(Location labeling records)

┌──

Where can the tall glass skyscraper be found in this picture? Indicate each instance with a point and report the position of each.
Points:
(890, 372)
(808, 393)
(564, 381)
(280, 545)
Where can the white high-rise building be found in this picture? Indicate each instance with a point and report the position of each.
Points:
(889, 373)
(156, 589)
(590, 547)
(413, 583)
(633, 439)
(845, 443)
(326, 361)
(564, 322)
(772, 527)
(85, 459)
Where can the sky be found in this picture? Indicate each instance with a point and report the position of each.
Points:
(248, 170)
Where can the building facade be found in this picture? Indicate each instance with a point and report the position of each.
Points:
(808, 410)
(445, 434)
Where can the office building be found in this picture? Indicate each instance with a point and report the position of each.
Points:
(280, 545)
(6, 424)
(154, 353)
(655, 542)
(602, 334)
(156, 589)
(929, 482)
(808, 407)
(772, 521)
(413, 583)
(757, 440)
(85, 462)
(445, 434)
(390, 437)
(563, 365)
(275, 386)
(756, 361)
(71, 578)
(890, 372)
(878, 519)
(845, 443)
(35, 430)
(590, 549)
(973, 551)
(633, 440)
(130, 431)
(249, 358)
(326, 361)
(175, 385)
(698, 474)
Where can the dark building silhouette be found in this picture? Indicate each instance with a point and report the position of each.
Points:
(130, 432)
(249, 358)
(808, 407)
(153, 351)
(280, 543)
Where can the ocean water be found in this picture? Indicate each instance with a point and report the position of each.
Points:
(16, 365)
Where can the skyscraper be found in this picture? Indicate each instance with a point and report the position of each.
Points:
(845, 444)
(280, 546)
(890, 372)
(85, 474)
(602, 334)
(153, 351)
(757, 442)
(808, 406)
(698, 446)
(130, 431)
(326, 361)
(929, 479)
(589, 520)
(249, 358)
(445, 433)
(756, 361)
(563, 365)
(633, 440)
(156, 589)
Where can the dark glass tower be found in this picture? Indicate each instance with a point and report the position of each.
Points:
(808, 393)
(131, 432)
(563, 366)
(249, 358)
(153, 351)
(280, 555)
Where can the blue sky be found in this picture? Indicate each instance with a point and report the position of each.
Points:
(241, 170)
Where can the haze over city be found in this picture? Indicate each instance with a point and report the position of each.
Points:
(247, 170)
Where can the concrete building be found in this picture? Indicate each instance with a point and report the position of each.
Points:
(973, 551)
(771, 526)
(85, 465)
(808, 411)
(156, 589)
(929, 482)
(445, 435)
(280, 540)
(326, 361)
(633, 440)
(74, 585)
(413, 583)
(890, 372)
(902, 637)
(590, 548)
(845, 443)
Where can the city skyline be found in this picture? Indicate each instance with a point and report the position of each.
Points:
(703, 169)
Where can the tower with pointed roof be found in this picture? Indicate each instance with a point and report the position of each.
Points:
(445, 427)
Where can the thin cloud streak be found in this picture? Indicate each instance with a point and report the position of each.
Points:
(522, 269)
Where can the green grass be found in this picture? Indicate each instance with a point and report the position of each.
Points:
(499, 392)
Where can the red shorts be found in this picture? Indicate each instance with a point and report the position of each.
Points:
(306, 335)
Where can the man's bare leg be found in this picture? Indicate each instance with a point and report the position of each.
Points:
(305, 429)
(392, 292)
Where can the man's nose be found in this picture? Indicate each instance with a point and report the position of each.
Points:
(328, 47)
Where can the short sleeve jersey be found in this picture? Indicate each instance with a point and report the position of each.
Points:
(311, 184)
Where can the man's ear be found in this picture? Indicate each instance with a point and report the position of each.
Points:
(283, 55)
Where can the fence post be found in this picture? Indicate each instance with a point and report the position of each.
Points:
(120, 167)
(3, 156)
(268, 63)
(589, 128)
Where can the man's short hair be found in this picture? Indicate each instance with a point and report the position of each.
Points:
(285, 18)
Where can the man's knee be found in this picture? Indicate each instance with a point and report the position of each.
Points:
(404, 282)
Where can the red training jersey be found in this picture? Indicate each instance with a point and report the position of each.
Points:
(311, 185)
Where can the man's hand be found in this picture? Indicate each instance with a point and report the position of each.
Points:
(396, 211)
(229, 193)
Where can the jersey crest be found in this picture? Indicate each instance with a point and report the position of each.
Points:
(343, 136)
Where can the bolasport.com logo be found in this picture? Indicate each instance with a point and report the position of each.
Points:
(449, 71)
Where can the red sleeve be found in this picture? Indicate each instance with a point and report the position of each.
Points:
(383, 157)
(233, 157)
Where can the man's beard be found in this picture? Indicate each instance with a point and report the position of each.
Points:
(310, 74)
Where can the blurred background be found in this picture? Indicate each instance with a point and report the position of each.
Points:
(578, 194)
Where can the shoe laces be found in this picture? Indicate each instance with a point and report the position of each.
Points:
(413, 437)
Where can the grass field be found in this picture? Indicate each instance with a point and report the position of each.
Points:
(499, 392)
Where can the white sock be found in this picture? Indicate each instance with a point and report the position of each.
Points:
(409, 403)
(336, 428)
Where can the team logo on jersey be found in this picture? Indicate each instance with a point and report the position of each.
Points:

└──

Swap "picture" for "image" throughout all of the items above, and write the lines out again with nothing else changed.

Answer to this problem »
Where can the tall glass skyscraper be found in this image? Indicate each instance with a point and report the position of each.
Points:
(890, 372)
(808, 393)
(564, 381)
(280, 545)
Where can the white high-rise building be found in this image? Indicate each instance with a point and report the position of each.
Points:
(889, 373)
(156, 589)
(590, 547)
(413, 583)
(633, 439)
(845, 443)
(326, 361)
(564, 322)
(772, 527)
(85, 459)
Where can the sky be found in this image? Indicate each instance with a point and report the position of each.
Points:
(248, 170)
Where can the building facade be found in this image? Indicate each instance with a point and report the position of each.
Points:
(808, 410)
(445, 434)
Where can the office building be found in this image? Indicate each instance with a point and report the position of each.
Points:
(280, 545)
(6, 424)
(154, 353)
(655, 542)
(602, 334)
(156, 589)
(929, 482)
(808, 407)
(772, 521)
(413, 583)
(757, 440)
(85, 462)
(445, 434)
(390, 437)
(563, 365)
(275, 386)
(756, 361)
(71, 578)
(890, 372)
(878, 519)
(845, 443)
(35, 430)
(590, 549)
(973, 551)
(633, 440)
(130, 431)
(249, 358)
(326, 361)
(175, 385)
(698, 474)
Where can the dark building silhouette be found in this image? Indicate each instance with a point and report the position of each.
Points:
(130, 432)
(249, 358)
(808, 407)
(153, 351)
(280, 543)
Where can the ocean water be found in this image? Indicate each instance with a point and report the position of each.
Points:
(16, 365)
Where can the skyscraper be found in this image? Indicate each instance with a point and report the position of each.
Points:
(845, 444)
(280, 546)
(890, 372)
(85, 474)
(602, 334)
(153, 351)
(757, 442)
(808, 406)
(698, 446)
(130, 431)
(326, 361)
(929, 479)
(589, 520)
(249, 358)
(445, 433)
(756, 361)
(563, 365)
(633, 440)
(156, 589)
Where can the dark glass tower be found in this image? Indicate each instance with a point and report the position of each.
Points:
(808, 393)
(131, 432)
(563, 366)
(249, 358)
(153, 351)
(280, 555)
Where can the blue sky be found in this image? Indicate each instance with a point and report the position of each.
Points:
(241, 170)
Where can the haze over city be found in this image? Indicate each instance with a point and report the position of each.
Points:
(247, 170)
Where can the concrete building be found in this image? Indicate each instance with a point and report the position of each.
Points:
(973, 551)
(771, 526)
(85, 465)
(808, 411)
(156, 589)
(929, 482)
(445, 435)
(280, 540)
(326, 361)
(633, 440)
(74, 585)
(413, 583)
(890, 372)
(902, 637)
(590, 548)
(845, 443)
Where can the city skyline be found in this image? Indicate each instance with a point and report the position of each.
Points:
(703, 169)
Where can the tower with pointed roof be found in this image? Indicate each instance with a point and report the position of each.
Points:
(445, 427)
Where can the thin cloud streak be found in this image? Indicate each instance with a point and report the position of each.
Points:
(522, 269)
Where can the green grass be found in this image? Indicate each instance with a point and report the position of each.
Points:
(499, 392)
Where can the red shorts be found in this image? Indicate each instance with a point and report the position of each.
Points:
(306, 335)
Where can the man's bare leg be found in this image? Indicate each instance with a point and report the position of each.
Points:
(305, 429)
(392, 292)
Where can the man's nose be found in this image? Indicate each instance with a point and report the position of each.
Points:
(328, 47)
Where can the short sleeve jersey be found in this image? Indicate each instance with a point and report the position of each.
Points:
(311, 184)
Where can the man's ear be found in this image? Indicate each instance with a point and report the position of each.
Points:
(283, 55)
Where can the fence post be found in this image? Indicate each instance with a point and report the position of each.
Points:
(120, 167)
(3, 156)
(268, 63)
(589, 128)
Where can the man's short hair be found in this image? Indicate each instance with a point and report the position of each.
Points:
(285, 18)
Where can the man's knee be found in this image? Indicate each instance with a point and report the position of each.
Points:
(404, 282)
Where can the red training jersey be found in this image? Indicate each instance with a point and report the position of each.
Points:
(311, 185)
Where can the man's hand be found in this image? Indicate each instance with a point and report the position of each.
Points:
(396, 211)
(229, 193)
Where can the jersey crest be found in this image? Indicate each instance with a point and report the position of each.
Points:
(343, 136)
Where can the bolasport.com logo be found in this image? Indicate each instance with a point and report the position of each.
Points:
(449, 71)
Where can the red sleeve be found in this image? Indicate each instance with a point and report the position of each.
Points:
(383, 157)
(233, 157)
Where can the man's beard be found in this image? Indicate each instance with a point and report the position of each.
Points:
(310, 74)
Where can the blurred background be found in this image? Indicate each instance with a point and report the position of each.
Points:
(578, 194)
Where can the shoe laces be found in this image? Indicate each instance with a point and report the position of each.
Points:
(413, 437)
Where can the grass field be found in this image? Indicate each instance with a point and report the position of each.
Points:
(499, 392)
Where can the white sock be found in this image? Indicate each instance with a point and report the position of each.
Points:
(409, 403)
(336, 428)
Where can the team logo on jersey be found in this image? Indicate each instance with a point and report the position of each.
Points:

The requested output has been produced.